● **WRITTEN EXERCISE**
Can you output every line below, unchanged, from the one containing "with beard, which" down to the very last line?

● **MATERIAL FOR THIS TASK**
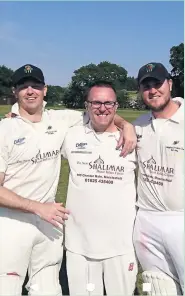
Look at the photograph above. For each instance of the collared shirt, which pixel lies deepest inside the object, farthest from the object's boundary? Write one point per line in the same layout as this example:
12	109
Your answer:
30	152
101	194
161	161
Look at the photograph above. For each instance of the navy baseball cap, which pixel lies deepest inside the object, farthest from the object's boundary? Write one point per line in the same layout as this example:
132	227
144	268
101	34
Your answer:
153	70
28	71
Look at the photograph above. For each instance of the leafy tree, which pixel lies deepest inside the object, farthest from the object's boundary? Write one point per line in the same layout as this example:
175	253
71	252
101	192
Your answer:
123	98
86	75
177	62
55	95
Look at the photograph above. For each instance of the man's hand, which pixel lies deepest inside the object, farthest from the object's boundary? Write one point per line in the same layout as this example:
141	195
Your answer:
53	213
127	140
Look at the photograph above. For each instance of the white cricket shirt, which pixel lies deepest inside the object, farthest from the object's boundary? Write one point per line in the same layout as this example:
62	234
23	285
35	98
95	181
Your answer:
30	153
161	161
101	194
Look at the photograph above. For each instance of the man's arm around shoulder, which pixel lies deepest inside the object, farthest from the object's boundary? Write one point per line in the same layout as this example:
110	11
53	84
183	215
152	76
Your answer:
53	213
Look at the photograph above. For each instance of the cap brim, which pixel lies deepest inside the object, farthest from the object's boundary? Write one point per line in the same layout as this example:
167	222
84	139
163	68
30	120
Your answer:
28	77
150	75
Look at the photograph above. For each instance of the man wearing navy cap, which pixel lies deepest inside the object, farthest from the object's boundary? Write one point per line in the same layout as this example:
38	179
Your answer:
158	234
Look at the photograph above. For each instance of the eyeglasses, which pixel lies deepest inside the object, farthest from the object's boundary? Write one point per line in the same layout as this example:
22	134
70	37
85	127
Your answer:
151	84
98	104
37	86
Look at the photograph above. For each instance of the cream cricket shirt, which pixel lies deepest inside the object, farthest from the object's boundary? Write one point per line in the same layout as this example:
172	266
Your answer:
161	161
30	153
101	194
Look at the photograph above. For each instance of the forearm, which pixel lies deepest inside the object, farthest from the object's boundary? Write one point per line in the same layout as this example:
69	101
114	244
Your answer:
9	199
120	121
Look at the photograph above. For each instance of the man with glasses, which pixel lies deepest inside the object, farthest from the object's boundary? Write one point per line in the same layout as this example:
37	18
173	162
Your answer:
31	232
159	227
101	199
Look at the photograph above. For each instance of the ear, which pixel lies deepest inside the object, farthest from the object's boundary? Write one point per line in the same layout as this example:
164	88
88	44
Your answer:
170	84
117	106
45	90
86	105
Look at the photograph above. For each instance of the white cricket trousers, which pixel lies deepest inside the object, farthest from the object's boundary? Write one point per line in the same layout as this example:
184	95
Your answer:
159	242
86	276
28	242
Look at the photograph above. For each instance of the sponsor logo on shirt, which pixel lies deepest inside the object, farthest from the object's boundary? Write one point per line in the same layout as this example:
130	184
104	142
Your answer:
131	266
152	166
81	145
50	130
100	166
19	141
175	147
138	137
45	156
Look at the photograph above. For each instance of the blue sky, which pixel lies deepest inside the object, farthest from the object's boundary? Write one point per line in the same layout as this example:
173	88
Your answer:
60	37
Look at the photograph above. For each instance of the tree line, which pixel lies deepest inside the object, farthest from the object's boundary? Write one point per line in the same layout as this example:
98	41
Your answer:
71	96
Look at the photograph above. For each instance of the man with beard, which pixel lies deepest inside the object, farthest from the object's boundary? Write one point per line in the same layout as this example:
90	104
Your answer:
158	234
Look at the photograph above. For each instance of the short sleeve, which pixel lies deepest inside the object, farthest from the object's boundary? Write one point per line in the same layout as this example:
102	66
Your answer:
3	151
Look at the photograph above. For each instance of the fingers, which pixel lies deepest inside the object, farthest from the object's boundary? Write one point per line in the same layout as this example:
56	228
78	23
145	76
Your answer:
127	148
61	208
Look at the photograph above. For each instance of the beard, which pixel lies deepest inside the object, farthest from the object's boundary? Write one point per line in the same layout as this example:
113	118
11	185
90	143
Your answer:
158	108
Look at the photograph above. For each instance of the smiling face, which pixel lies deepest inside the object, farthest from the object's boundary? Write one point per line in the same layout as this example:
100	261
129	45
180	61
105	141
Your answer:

● **TASK RESPONSE**
Look at the photograph above. For each instance of the man with beard, which pixel lies deepest inside the object, farthest from the object's boundary? Write one point per line in the same layout as this example:
90	104
Your answer:
158	234
Look at the photograph above. For each instance of the short sleeve, which pixel lies deepest inside the object, farthest from the object's boundary? Write one point per line in the same layout as this example:
102	66
Your answer:
3	151
Look at the photograph above. For each instance of the fingers, which pixel lies deepest inside the object, farthest from the object's boundary? Write one point per line in the same layout as this example:
56	228
78	23
145	76
Your answer:
127	148
61	208
Look at the photograph above. For each instance of the beard, which pixel lies deepest inside the object, farthest from the object's boundary? Write one point per line in the same layout as this example:
113	118
11	185
90	143
Your answer:
158	108
Look at the photograph above. For each instance of the smiling face, which pixel lies deepest inside the object, farthest from the object's boundary? Write one point per line in the same layout as this example:
100	261
129	45
180	61
105	141
Your answer:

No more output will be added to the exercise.